— WHAT NEEDS TO BE DONE —
Please output exactly the lines from the one containing "Target: front door" through the last line of the records, both included.

:: MATERIAL FOR THE TASK

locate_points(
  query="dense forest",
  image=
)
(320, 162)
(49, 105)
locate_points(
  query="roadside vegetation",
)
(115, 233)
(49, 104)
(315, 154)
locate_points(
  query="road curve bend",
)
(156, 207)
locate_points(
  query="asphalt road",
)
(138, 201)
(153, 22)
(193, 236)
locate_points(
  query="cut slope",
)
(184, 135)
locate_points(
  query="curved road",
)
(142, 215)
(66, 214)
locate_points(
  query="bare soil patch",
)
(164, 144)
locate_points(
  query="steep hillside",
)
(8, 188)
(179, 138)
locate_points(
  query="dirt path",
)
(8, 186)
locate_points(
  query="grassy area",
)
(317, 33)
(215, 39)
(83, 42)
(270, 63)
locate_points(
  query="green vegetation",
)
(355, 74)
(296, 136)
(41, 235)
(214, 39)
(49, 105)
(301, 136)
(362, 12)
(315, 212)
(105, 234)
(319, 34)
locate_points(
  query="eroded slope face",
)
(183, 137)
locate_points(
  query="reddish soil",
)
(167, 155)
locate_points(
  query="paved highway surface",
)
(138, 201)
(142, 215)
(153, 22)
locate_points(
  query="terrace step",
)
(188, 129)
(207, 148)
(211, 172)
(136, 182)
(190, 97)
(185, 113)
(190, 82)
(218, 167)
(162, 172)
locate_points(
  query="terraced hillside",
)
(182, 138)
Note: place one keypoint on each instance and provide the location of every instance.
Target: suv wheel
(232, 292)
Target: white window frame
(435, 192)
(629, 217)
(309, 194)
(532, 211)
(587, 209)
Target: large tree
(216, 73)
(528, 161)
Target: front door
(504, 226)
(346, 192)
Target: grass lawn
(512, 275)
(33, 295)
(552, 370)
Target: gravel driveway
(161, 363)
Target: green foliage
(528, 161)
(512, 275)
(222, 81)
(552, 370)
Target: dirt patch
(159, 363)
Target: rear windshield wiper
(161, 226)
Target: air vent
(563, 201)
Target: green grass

::::

— WRITTEN ANSWER —
Target: front door
(504, 226)
(346, 192)
Target: grass lawn
(512, 275)
(33, 295)
(552, 370)
Target: gravel driveway
(161, 363)
Target: green foliage
(528, 161)
(512, 275)
(222, 81)
(552, 370)
Target: dirt patch
(159, 363)
Target: rear windshield wiper
(161, 226)
Target: air vent
(563, 201)
Target: green grass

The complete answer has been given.